● **ESERCIZIO**
Riscrivi il tratto dei record che si apre con la riga contenente "Your task is to detect distant" e si chiude con quella contenente "[98,4,437,267]", estremi compresi, rinominando "hilltop town" in "hillside village" e lasciando tutto il resto invariato.

● ● ● ● ●

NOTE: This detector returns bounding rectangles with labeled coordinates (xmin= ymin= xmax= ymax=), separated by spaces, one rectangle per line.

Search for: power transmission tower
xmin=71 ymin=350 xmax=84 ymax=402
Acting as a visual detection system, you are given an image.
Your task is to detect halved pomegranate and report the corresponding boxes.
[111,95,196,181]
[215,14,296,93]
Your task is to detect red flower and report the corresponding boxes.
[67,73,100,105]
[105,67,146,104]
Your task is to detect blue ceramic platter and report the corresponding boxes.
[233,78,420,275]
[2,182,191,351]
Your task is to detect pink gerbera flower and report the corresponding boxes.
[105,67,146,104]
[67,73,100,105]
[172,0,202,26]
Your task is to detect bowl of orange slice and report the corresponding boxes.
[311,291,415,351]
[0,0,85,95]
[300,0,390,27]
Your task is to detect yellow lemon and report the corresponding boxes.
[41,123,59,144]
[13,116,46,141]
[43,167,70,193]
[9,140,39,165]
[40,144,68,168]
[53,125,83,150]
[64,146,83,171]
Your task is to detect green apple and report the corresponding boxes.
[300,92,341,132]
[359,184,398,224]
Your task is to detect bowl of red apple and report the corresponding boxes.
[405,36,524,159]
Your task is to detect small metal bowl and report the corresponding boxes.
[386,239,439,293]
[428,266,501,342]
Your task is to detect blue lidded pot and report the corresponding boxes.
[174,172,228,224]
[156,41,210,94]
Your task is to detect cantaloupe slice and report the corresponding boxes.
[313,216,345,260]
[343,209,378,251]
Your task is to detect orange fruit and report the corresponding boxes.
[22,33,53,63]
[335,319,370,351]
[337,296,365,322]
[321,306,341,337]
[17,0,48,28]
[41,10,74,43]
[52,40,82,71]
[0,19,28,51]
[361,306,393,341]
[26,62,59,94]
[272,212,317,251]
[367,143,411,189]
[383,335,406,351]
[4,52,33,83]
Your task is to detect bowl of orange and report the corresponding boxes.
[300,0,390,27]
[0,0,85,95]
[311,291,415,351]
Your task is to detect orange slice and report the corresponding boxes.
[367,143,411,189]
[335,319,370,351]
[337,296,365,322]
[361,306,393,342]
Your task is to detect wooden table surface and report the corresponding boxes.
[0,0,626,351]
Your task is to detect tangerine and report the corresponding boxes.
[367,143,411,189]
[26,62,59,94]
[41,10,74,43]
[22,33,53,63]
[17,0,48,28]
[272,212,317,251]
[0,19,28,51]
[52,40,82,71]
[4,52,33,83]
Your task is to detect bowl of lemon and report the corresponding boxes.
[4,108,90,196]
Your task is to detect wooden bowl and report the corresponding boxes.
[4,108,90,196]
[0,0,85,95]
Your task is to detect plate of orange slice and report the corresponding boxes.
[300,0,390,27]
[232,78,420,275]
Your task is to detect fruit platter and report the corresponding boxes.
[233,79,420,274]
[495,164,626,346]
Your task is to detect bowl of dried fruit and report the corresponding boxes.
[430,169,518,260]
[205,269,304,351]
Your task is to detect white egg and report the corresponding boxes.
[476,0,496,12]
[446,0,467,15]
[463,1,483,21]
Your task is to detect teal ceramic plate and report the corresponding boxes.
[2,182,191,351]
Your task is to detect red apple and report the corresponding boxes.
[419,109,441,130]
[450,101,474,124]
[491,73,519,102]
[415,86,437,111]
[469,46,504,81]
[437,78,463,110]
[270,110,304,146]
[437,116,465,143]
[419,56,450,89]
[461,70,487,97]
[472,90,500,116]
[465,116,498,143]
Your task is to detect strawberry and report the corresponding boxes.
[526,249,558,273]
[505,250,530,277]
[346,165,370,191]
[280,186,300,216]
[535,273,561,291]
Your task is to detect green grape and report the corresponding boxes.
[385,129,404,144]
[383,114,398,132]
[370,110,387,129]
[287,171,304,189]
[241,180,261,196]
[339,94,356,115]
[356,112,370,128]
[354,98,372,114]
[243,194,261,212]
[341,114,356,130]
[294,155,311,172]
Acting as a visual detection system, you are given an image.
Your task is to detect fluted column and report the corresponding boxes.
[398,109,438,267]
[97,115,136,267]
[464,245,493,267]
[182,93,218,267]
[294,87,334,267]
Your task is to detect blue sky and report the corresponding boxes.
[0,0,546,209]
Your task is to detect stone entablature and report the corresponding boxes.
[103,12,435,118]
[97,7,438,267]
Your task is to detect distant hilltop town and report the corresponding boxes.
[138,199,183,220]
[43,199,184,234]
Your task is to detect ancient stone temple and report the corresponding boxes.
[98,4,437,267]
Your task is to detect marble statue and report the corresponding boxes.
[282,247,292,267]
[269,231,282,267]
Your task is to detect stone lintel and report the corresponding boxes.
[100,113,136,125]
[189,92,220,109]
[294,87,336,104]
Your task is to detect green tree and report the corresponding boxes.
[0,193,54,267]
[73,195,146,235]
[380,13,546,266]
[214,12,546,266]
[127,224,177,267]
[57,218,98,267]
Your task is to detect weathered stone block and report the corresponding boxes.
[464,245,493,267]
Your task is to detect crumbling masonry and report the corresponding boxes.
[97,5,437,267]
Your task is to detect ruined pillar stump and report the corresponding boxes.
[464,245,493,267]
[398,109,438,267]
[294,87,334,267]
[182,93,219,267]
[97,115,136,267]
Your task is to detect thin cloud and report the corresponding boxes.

● ● ● ● ●

● **COMPITO SVOLTO**
Your task is to detect distant hillside village and report the corresponding boxes.
[138,199,183,220]
[43,199,184,234]
Your task is to detect ancient stone temple and report the corresponding boxes.
[98,4,437,267]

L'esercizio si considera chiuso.